--- Given passage ---

This is our complete supervision tree.
graph LR
Application[Application <br> <:one_for_one>]
BeaconNode[BeaconNode <br> <:one_for_all>]
ValidatorManager[ValidatorManager <br> <:one_for_one>]
Telemetry[Telemetry <br> <:one_for_one>]
Application --> Telemetry
Application --> DB
Application --> Blocks
Application --> BlockStates
Application --> BeaconNode
Application --> BeaconApi.Endpoint
subgraph Basic infrastructure
DB
BeaconApi.Endpoint
Telemetry
:telemetry_poller
TelemetryMetricsPrometheus
end
subgraph Caches
Blocks
BlockStates
end
BeaconNode -->|listen_addr, <br>enable_discovery, <br> discovery_addr, <br>bootnodes| P2P.Libp2pPort
BeaconNode --> SyncBlocks
BeaconNode -->|slot, head_root| ValidatorManager
ValidatorManager --> ValidatorN
Telemetry --> :telemetry_poller
Telemetry --> TelemetryMetricsPrometheus
Each box is a process. If it has children, it's a supervisor, with it's restart strategy clarified.
If it's a leaf in the tree, it's a GenServer, task, or other non-supervisor process. The tags in the edges/arrows are the init args passed on children init (start or restart after crash).

---

Requirement a: Summarize the supervision tree description in two sentences.

--- Supplied records ---

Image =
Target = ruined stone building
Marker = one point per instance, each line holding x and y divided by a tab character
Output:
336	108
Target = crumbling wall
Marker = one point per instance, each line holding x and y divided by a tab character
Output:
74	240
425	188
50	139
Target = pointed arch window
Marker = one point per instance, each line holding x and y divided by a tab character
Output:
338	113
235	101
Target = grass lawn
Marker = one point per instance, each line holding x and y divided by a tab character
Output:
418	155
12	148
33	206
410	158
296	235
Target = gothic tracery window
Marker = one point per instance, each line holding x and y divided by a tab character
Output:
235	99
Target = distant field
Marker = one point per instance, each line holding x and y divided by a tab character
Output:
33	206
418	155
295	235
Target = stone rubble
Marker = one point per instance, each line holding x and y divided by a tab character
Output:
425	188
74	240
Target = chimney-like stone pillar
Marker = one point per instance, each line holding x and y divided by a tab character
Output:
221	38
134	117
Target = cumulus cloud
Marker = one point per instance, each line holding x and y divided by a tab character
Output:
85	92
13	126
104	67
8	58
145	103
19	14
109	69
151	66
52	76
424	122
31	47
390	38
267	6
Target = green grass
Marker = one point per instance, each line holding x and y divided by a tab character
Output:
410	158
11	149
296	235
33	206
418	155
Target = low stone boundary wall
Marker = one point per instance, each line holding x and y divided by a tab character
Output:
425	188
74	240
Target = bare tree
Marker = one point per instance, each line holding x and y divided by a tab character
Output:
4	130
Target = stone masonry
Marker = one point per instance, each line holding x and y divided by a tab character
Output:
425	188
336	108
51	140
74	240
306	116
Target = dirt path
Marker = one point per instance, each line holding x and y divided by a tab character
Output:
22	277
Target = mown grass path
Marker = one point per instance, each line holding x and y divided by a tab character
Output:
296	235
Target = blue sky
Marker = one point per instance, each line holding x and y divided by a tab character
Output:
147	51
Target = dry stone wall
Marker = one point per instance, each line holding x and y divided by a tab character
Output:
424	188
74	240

---

Requirement b: Copy out the rows again, starting at the line that contains "Target = stone rubble" and ending at the last line of the rows, with both ends included.

Complete output a: The diagram shows the complete supervision tree, where each box is a process and any box with children is a supervisor whose restart strategy is stated. Leaf boxes are GenServers, tasks, or other non-supervisor processes, and the tags on the arrows are the init args passed to children when they start or restart after a crash.

Complete output b:
Target = stone rubble
Marker = one point per instance, each line holding x and y divided by a tab character
Output:
425	188
74	240
Target = chimney-like stone pillar
Marker = one point per instance, each line holding x and y divided by a tab character
Output:
221	38
134	117
Target = cumulus cloud
Marker = one point per instance, each line holding x and y divided by a tab character
Output:
85	92
13	126
104	67
8	58
145	103
19	14
109	69
151	66
52	76
424	122
31	47
390	38
267	6
Target = green grass
Marker = one point per instance, each line holding x and y divided by a tab character
Output:
410	158
11	149
296	235
33	206
418	155
Target = low stone boundary wall
Marker = one point per instance, each line holding x and y divided by a tab character
Output:
425	188
74	240
Target = bare tree
Marker = one point per instance, each line holding x and y divided by a tab character
Output:
4	130
Target = stone masonry
Marker = one point per instance, each line holding x and y divided by a tab character
Output:
425	188
336	108
51	140
74	240
306	116
Target = dirt path
Marker = one point per instance, each line holding x and y divided by a tab character
Output:
22	277
Target = mown grass path
Marker = one point per instance, each line holding x and y divided by a tab character
Output:
296	235
Target = blue sky
Marker = one point per instance, each line holding x and y divided by a tab character
Output:
147	51
Target = dry stone wall
Marker = one point per instance, each line holding x and y divided by a tab character
Output:
424	188
74	240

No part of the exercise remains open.